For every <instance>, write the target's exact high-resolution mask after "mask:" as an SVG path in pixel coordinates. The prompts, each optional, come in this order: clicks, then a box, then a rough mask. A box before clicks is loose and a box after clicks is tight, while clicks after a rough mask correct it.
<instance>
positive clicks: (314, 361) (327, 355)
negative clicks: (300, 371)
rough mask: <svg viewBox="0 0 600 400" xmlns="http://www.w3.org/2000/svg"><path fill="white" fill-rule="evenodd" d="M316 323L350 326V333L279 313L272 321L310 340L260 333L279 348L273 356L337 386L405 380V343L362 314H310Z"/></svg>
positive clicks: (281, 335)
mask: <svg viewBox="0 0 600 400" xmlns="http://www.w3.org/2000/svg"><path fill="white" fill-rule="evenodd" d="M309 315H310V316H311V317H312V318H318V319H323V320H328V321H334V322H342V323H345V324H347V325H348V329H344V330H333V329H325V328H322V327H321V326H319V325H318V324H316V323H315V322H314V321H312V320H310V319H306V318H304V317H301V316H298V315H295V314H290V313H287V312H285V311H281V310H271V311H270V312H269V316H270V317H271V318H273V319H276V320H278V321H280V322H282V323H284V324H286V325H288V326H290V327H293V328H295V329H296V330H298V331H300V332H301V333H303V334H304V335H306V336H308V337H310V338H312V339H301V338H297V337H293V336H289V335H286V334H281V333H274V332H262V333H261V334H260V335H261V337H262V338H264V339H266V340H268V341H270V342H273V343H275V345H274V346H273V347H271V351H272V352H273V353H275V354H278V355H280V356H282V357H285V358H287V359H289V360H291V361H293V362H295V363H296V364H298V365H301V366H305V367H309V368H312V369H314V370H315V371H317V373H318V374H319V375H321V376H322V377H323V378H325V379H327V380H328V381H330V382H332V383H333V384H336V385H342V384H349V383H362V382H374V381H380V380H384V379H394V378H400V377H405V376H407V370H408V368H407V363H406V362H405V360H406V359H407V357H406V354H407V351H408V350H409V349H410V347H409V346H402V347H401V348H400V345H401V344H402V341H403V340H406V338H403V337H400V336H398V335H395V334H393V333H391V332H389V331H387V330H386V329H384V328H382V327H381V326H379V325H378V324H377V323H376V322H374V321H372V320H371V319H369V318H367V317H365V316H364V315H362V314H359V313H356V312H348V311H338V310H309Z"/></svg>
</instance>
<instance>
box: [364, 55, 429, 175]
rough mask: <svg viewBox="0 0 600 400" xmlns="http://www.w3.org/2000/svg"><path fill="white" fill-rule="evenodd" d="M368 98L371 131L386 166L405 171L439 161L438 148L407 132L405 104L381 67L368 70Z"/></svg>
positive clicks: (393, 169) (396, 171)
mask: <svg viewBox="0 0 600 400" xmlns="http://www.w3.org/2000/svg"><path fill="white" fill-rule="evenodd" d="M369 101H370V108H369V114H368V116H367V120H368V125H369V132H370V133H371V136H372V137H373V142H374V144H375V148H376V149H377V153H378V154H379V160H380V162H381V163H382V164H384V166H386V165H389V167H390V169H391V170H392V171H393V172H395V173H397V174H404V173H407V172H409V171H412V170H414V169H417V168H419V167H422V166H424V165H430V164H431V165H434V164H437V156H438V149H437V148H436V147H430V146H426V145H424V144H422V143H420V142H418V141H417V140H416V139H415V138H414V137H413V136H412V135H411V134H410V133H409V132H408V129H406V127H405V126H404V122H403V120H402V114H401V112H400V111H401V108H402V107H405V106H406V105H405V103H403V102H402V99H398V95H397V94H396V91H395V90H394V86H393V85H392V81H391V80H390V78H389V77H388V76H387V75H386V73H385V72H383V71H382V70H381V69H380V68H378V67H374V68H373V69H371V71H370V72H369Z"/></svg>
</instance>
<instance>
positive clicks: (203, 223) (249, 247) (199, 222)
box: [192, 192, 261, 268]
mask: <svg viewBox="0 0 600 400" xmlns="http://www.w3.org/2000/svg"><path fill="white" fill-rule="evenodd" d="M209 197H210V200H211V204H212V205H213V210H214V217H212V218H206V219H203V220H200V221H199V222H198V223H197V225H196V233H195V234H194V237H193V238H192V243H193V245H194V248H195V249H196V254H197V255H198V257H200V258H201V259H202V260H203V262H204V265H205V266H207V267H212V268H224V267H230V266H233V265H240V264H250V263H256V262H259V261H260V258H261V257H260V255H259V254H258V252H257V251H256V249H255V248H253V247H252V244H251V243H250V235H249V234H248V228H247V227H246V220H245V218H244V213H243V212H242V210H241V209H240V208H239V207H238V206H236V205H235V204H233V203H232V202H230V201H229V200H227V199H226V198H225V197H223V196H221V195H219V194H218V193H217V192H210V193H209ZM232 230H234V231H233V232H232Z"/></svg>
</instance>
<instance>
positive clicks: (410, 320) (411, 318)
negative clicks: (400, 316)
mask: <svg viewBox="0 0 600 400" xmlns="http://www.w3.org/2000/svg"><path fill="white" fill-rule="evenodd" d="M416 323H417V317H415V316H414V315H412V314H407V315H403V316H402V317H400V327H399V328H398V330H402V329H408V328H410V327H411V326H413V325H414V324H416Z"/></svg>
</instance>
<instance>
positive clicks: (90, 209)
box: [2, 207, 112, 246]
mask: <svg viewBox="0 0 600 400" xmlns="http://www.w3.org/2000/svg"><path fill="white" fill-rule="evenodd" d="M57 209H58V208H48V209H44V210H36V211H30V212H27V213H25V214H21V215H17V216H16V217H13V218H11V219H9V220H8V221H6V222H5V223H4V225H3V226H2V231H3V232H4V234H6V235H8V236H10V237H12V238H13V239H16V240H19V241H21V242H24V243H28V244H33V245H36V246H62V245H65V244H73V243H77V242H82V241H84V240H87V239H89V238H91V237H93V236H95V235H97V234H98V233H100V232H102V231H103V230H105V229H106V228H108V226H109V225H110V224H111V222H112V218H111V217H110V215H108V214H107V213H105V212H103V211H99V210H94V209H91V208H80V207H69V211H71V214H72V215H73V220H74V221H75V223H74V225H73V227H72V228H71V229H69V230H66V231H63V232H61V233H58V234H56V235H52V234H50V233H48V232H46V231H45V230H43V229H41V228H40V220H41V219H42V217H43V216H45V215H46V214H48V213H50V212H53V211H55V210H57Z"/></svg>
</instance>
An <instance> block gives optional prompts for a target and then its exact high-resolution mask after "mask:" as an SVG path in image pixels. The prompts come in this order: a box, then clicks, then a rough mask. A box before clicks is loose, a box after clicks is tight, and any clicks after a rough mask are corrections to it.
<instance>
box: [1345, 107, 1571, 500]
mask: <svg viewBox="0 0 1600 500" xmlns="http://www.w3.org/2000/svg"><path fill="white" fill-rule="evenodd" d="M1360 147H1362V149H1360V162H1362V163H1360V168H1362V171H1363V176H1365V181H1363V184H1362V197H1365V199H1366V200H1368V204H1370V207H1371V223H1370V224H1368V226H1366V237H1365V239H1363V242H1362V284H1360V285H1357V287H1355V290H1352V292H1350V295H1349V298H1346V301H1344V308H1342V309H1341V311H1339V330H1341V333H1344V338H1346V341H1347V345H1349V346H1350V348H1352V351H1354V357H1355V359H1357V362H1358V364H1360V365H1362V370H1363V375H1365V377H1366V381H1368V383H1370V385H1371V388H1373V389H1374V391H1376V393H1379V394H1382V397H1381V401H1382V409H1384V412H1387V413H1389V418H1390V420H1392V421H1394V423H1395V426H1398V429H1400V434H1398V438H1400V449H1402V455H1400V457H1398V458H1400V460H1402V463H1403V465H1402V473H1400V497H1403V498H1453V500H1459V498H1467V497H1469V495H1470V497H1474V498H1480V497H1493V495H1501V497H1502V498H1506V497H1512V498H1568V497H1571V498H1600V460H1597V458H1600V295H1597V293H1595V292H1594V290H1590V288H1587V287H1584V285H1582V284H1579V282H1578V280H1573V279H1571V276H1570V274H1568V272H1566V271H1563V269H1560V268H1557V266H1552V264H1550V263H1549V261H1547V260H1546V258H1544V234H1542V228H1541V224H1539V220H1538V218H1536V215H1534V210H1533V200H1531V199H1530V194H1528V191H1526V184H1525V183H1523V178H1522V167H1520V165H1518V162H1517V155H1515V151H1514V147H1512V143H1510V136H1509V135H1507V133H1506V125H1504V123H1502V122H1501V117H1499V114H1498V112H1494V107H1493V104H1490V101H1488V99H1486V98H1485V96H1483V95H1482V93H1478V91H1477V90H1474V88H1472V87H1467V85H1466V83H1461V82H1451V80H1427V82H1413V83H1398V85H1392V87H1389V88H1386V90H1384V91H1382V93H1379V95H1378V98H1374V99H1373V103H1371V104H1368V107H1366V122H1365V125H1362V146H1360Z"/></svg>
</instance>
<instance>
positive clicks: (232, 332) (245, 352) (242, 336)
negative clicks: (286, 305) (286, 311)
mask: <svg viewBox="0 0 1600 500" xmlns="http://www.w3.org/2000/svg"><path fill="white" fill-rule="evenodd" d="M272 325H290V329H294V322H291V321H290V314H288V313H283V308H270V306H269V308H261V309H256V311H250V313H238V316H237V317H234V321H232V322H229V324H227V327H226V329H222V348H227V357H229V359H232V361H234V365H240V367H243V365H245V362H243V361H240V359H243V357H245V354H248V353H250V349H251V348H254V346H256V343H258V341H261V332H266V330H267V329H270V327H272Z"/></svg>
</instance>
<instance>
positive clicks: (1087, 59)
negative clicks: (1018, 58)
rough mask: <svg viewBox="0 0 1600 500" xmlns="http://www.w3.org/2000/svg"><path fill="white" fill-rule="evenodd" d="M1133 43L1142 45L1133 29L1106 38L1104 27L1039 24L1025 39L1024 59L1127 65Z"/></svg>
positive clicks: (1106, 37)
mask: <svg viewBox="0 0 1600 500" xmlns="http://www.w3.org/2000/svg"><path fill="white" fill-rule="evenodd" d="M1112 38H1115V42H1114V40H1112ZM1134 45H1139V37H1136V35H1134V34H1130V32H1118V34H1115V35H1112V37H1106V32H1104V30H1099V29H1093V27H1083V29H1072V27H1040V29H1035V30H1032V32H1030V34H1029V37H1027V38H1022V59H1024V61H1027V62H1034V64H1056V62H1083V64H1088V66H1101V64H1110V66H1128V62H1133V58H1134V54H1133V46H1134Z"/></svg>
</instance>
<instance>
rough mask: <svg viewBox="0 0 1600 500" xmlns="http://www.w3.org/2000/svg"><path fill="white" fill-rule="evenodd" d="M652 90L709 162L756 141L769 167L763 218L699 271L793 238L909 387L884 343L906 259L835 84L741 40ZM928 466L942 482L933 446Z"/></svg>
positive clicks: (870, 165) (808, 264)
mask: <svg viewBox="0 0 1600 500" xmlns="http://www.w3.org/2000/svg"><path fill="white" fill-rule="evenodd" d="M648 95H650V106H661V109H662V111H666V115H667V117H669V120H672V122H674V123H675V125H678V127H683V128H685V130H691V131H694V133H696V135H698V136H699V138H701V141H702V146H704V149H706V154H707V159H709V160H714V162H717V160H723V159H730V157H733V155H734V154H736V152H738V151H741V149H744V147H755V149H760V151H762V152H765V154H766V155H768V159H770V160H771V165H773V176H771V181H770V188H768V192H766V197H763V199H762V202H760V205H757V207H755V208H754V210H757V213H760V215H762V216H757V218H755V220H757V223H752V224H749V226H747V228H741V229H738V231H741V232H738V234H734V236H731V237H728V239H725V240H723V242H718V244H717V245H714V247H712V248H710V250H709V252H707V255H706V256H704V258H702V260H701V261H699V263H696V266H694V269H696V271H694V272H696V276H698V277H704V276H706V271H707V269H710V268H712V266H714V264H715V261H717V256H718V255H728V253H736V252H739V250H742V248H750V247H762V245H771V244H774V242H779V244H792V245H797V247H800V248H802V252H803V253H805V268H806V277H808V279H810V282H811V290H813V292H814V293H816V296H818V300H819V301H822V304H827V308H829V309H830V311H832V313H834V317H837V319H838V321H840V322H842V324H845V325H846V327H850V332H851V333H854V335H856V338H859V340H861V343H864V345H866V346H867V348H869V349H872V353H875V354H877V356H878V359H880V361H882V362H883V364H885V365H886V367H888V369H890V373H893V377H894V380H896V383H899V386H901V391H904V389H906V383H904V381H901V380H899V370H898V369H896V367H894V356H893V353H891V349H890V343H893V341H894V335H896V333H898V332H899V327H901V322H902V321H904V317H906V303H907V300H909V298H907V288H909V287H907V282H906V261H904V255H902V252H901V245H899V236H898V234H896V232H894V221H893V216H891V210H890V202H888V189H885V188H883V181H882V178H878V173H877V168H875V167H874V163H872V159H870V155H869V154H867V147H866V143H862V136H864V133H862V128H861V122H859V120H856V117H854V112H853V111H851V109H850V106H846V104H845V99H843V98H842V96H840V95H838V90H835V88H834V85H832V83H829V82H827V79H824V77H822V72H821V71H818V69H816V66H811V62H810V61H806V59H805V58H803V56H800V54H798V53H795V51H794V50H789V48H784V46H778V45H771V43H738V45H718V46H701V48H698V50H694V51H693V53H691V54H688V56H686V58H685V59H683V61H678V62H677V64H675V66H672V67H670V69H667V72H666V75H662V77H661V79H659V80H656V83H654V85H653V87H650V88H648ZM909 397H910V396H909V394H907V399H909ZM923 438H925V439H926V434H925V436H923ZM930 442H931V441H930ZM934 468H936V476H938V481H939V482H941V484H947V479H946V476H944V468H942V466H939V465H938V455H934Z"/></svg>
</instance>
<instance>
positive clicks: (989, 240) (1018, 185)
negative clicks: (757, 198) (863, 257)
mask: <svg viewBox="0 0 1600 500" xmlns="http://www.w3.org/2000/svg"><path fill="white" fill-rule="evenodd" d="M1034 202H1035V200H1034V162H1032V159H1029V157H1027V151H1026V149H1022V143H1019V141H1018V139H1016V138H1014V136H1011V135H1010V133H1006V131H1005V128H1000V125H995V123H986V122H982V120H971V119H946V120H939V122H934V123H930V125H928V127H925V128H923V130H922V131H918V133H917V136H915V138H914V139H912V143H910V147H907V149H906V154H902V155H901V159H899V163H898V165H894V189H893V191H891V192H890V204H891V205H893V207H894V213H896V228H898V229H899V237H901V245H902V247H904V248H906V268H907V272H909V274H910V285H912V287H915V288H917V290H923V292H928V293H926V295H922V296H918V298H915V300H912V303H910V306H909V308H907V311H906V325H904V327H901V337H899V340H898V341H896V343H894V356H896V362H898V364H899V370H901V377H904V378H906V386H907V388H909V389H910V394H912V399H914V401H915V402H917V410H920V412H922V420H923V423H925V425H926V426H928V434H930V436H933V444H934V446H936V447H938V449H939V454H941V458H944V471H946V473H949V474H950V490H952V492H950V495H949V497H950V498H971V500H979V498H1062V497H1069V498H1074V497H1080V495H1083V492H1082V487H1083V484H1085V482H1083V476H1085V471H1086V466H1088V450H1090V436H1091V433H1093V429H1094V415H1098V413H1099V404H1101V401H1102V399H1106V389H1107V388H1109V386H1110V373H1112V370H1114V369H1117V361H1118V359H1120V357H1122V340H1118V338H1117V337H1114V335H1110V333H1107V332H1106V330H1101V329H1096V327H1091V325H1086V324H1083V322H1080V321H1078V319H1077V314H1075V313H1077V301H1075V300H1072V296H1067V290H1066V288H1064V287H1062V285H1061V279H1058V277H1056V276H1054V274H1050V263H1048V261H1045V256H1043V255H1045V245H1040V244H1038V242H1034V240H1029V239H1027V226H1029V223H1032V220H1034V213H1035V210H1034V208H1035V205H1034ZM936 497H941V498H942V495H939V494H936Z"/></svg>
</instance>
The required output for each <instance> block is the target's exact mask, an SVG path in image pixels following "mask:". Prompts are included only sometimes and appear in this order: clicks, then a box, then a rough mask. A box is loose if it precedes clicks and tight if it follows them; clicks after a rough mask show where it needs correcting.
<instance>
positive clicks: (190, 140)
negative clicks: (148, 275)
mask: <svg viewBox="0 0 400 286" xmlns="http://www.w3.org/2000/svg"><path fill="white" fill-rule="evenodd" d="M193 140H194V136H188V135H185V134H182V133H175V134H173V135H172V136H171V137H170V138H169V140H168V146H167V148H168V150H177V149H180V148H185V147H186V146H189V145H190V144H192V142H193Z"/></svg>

| TASK DIRECTIONS |
How many lines in the items above contain the word "before", matching case? Give only the number.

| SOLVED PROBLEM |
2